> SUPPLIED MATERIAL:
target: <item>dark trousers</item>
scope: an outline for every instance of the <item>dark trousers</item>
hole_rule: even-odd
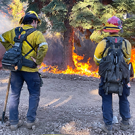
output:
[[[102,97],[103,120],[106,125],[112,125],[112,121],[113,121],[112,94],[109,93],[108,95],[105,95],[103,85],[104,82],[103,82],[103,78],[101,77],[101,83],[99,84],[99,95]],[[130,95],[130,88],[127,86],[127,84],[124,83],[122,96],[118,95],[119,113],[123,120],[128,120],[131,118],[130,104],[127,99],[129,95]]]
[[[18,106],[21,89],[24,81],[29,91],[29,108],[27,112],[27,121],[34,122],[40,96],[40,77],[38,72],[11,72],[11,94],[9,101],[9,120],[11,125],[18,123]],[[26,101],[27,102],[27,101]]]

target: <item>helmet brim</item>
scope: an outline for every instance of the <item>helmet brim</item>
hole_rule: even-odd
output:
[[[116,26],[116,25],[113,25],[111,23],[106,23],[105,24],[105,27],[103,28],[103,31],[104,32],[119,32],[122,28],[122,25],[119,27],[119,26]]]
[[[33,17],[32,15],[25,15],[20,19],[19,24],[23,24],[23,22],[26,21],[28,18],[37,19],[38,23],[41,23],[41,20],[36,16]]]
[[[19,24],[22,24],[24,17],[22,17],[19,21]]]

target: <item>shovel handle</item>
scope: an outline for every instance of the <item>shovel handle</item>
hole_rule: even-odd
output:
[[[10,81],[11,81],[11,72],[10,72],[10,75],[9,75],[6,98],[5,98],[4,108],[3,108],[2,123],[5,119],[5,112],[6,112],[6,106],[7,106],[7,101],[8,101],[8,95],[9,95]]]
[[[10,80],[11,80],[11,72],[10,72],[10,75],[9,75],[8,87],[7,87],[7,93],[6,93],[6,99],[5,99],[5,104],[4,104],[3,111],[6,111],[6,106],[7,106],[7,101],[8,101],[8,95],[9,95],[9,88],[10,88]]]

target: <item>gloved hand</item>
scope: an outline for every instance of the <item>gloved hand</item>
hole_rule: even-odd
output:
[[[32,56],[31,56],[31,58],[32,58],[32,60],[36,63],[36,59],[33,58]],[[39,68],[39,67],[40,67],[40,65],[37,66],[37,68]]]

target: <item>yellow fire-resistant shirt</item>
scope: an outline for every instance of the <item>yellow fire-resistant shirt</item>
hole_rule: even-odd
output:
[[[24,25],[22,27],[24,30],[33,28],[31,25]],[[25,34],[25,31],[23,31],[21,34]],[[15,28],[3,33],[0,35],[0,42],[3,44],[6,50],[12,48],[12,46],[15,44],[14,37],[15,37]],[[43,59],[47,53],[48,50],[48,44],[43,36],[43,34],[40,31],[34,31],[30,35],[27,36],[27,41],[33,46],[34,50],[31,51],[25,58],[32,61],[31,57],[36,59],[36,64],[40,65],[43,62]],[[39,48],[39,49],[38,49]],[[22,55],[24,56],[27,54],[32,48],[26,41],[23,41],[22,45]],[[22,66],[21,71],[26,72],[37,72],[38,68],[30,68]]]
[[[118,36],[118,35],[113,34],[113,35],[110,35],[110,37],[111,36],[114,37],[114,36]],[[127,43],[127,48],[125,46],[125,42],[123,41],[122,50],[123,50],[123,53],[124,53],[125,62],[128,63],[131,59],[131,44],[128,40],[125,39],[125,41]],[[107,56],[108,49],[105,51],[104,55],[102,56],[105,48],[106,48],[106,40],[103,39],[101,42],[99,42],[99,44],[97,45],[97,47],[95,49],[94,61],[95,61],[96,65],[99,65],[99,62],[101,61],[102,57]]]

> WHAT THE TASK REQUIRES:
Take the data above and set it down exactly, images excluded.

> EXERCISE OUTPUT:
target: <item>dark trousers</item>
scope: an outline for every instance of the <item>dark trousers</item>
hole_rule: even-odd
output:
[[[102,97],[103,120],[106,125],[112,125],[112,121],[113,121],[112,94],[109,93],[108,95],[105,95],[103,85],[104,82],[103,82],[103,78],[101,77],[101,83],[99,84],[99,95]],[[130,95],[130,88],[127,86],[127,84],[124,83],[122,96],[118,95],[119,113],[123,120],[128,120],[131,118],[130,104],[127,99],[129,95]]]
[[[18,106],[21,89],[24,81],[29,91],[29,108],[27,112],[27,121],[34,122],[40,96],[40,77],[38,72],[11,72],[11,94],[9,101],[9,120],[11,125],[18,123]],[[26,101],[27,102],[27,101]]]

target: <item>helmet brim</item>
scope: an outline for every instance of the <item>helmet brim</item>
hole_rule: even-odd
output:
[[[116,26],[116,25],[113,25],[111,23],[106,23],[105,24],[105,27],[103,28],[103,31],[104,32],[119,32],[122,28],[122,25],[119,27],[119,26]]]
[[[33,17],[32,15],[25,15],[20,19],[19,24],[23,24],[23,22],[26,21],[28,18],[37,19],[38,23],[41,23],[41,20],[36,16]]]
[[[19,24],[22,24],[24,17],[22,17],[19,21]]]

target: <item>shovel handle</item>
scope: an outline for every instance of the <item>shovel handle</item>
hole_rule: even-odd
output:
[[[10,81],[11,81],[11,72],[10,72],[10,75],[9,75],[6,98],[5,98],[4,108],[3,108],[2,123],[5,119],[5,112],[6,112],[6,106],[7,106],[7,101],[8,101],[8,95],[9,95]]]
[[[10,80],[11,80],[11,72],[10,72],[10,75],[9,75],[8,87],[7,87],[7,93],[6,93],[6,99],[5,99],[5,104],[4,104],[3,111],[6,111],[6,106],[7,106],[7,101],[8,101],[8,95],[9,95],[9,88],[10,88]]]

target: <item>gloved hand</item>
scope: an outline for every instance of the <item>gloved hand</item>
hole_rule: even-odd
output:
[[[32,56],[31,56],[31,58],[32,58],[32,60],[36,63],[36,59],[33,58]],[[39,68],[39,67],[40,67],[40,65],[37,66],[37,68]]]

target: <item>yellow fire-resistant shirt</item>
scope: an outline for every instance of the <item>yellow fire-resistant shirt</item>
hole_rule: even-odd
output:
[[[24,25],[22,27],[24,30],[33,28],[31,25]],[[25,34],[25,31],[23,31],[21,34]],[[15,28],[3,33],[0,35],[0,42],[3,44],[6,50],[12,48],[12,46],[15,44],[14,37],[15,37]],[[43,59],[47,53],[48,50],[48,44],[43,36],[43,34],[40,31],[34,31],[30,35],[27,36],[27,41],[33,46],[34,50],[31,51],[25,58],[32,61],[31,57],[36,59],[36,64],[40,65],[43,62]],[[39,48],[39,49],[38,49]],[[22,55],[24,56],[27,54],[32,48],[26,41],[23,41],[22,45]],[[22,66],[21,71],[26,72],[37,72],[38,68],[30,68]]]
[[[118,36],[118,35],[113,34],[113,35],[110,35],[110,37],[111,36],[114,37],[114,36]],[[127,43],[127,48],[125,46],[125,42],[123,41],[122,50],[123,50],[123,53],[124,53],[125,62],[128,63],[131,59],[131,44],[128,40],[125,39],[125,41]],[[107,56],[108,49],[105,51],[104,55],[102,56],[105,48],[106,48],[106,40],[103,39],[101,42],[99,42],[99,44],[97,45],[97,47],[95,49],[94,61],[95,61],[96,65],[99,65],[99,62],[101,61],[102,57]]]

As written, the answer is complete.